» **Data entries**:
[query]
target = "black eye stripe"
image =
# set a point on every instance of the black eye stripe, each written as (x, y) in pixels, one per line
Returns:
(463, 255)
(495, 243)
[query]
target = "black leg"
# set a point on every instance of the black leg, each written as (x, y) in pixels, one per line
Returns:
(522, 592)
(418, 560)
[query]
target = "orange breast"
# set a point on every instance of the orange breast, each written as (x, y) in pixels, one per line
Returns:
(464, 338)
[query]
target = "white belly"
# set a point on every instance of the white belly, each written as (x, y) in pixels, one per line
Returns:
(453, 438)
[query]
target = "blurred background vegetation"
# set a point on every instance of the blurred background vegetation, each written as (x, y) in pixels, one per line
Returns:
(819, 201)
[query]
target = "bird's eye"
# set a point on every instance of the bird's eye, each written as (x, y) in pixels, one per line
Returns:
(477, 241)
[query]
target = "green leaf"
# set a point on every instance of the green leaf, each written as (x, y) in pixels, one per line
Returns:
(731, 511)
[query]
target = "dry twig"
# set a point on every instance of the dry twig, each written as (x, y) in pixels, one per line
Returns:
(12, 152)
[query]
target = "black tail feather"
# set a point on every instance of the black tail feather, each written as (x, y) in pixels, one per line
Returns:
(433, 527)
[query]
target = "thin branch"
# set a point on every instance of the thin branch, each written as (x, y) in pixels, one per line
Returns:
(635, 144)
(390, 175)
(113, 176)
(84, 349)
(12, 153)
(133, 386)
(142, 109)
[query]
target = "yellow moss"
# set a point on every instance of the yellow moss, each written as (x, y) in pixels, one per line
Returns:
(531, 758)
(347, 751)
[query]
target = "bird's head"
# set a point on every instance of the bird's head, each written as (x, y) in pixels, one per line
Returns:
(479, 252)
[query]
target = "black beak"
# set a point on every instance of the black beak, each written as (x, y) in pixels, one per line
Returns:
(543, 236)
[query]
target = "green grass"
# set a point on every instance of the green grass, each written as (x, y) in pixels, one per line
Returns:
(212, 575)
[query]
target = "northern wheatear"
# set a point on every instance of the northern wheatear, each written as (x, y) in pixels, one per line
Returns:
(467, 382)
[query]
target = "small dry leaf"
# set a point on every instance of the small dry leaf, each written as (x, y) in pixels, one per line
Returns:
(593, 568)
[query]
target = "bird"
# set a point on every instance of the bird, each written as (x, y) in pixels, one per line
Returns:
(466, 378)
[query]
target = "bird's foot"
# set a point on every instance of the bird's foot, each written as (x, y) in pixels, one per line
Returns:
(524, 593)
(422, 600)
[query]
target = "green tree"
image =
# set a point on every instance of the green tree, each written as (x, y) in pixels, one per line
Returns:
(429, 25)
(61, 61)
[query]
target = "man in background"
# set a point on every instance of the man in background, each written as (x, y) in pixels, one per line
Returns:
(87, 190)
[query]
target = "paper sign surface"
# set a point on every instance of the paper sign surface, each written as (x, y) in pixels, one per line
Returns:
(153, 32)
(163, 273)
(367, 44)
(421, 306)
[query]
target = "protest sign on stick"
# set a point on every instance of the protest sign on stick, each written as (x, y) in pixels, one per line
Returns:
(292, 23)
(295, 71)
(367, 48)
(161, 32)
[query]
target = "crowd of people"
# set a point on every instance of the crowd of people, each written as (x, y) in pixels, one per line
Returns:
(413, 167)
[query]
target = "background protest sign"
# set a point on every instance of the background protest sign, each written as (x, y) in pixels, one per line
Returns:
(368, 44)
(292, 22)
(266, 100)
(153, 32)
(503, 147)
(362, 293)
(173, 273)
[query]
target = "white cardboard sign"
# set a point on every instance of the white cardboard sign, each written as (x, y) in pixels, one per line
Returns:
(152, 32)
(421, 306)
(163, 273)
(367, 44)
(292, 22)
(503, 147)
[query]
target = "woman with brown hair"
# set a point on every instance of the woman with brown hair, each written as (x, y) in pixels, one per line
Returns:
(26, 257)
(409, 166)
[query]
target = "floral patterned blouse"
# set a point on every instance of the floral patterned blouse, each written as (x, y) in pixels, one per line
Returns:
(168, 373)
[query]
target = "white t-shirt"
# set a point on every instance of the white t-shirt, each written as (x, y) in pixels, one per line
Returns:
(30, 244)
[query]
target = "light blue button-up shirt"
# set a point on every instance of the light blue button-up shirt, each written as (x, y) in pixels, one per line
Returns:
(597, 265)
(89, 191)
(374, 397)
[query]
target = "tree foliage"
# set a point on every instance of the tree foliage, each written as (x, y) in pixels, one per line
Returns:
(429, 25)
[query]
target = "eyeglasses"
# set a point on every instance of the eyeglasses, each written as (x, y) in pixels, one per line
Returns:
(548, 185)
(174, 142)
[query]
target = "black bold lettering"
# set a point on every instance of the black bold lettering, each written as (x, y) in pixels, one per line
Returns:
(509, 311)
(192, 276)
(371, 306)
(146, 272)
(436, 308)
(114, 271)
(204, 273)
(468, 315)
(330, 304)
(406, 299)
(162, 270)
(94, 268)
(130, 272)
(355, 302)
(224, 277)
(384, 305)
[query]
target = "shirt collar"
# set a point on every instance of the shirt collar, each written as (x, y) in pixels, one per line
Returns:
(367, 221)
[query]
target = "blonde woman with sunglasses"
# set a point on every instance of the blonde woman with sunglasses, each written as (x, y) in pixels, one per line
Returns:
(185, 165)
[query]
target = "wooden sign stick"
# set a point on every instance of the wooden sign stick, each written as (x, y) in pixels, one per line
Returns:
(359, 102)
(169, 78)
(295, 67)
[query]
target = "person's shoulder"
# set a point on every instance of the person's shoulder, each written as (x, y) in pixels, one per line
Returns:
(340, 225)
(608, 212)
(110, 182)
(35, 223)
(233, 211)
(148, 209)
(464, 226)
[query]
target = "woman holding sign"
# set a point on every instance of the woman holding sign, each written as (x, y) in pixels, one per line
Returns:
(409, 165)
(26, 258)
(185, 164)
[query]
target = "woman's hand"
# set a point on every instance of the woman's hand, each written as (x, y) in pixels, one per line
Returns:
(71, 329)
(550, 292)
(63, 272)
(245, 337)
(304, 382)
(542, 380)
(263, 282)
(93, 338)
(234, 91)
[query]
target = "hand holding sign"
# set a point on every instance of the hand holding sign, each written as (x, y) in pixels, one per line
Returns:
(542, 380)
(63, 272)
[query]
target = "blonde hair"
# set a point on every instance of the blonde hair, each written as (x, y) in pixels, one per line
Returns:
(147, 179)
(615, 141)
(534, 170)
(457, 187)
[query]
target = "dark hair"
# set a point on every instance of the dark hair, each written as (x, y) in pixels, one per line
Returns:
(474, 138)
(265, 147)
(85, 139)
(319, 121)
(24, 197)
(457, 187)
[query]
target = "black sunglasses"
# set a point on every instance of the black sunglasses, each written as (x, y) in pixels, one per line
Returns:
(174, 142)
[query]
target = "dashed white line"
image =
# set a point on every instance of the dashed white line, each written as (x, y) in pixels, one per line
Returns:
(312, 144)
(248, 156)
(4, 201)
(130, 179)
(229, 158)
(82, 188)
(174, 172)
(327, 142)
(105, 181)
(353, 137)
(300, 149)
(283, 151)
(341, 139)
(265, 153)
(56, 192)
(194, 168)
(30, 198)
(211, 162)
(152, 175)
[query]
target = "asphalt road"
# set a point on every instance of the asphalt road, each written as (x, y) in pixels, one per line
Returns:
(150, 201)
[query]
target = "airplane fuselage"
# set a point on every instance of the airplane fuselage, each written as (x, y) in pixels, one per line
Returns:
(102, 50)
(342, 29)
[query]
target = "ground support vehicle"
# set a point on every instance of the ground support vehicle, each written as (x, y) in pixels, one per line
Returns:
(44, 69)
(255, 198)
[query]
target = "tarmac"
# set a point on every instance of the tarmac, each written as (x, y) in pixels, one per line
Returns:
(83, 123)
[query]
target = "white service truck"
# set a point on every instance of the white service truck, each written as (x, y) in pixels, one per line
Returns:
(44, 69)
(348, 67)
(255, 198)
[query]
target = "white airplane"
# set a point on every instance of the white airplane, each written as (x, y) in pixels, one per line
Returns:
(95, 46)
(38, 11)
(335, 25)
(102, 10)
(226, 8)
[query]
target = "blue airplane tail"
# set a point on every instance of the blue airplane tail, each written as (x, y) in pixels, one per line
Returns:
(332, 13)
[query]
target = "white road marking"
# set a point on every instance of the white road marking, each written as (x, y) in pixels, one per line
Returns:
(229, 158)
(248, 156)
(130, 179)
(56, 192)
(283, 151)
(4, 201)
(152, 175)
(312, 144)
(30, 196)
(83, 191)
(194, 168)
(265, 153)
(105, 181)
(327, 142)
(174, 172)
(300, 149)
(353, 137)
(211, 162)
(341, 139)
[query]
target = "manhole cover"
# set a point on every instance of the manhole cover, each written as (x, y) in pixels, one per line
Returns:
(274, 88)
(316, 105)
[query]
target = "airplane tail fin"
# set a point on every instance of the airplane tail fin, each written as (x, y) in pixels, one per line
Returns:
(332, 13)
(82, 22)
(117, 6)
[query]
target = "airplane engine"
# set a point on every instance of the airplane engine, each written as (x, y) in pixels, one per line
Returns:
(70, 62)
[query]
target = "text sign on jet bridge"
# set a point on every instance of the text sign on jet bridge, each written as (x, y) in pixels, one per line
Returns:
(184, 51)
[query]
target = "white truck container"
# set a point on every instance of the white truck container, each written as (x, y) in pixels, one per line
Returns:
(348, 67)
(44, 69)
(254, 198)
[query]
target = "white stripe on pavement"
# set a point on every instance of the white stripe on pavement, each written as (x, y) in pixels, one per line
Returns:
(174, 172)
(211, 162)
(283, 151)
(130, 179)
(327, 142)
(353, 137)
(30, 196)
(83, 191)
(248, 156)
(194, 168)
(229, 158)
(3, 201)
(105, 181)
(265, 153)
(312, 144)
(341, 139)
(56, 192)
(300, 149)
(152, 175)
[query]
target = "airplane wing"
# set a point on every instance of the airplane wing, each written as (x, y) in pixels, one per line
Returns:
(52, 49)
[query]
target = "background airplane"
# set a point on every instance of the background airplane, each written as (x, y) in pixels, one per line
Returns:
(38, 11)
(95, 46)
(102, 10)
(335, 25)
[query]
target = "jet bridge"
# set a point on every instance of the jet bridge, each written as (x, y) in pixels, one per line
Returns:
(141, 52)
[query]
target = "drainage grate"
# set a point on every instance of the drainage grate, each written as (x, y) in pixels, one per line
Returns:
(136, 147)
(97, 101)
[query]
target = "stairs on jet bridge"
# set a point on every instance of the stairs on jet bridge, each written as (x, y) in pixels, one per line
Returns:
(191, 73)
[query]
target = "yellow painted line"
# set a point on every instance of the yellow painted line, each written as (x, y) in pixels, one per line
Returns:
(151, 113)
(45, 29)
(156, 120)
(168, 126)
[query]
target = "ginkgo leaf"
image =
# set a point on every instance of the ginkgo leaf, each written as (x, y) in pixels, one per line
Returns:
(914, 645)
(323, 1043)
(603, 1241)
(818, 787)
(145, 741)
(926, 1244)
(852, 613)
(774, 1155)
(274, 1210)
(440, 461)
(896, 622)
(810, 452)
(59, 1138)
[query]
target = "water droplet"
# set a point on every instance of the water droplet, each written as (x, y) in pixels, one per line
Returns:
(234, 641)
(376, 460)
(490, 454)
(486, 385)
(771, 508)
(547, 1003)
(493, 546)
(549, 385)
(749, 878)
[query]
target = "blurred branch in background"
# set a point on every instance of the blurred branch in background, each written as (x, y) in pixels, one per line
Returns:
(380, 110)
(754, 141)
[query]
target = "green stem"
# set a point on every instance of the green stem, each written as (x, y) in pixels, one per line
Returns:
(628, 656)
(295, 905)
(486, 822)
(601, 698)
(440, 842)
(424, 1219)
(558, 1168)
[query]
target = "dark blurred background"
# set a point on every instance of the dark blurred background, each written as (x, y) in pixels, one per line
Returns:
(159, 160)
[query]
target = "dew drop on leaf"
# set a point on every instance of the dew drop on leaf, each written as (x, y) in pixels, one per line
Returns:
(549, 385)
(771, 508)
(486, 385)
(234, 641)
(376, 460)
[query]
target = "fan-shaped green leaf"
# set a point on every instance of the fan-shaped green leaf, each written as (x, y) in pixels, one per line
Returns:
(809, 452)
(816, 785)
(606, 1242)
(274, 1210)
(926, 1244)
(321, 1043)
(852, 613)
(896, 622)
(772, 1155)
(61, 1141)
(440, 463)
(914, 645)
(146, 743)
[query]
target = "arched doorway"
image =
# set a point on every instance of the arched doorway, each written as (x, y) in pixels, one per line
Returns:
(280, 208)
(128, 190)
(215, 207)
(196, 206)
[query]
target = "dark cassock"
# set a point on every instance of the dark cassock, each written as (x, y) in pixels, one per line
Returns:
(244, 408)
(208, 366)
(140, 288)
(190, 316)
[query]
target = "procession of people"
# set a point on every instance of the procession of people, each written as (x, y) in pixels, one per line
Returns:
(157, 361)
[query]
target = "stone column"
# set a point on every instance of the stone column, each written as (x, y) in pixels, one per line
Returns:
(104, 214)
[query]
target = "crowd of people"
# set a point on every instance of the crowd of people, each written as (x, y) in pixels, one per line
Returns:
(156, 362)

» **TASK REQUIREMENTS**:
For each line of the entries that contains the word "feather", make a copy.

» **EXPECTED OUTPUT**:
target = "black tail feather"
# set a point on every instance of the black tail feather, each written as (x, y) in pixels, one per line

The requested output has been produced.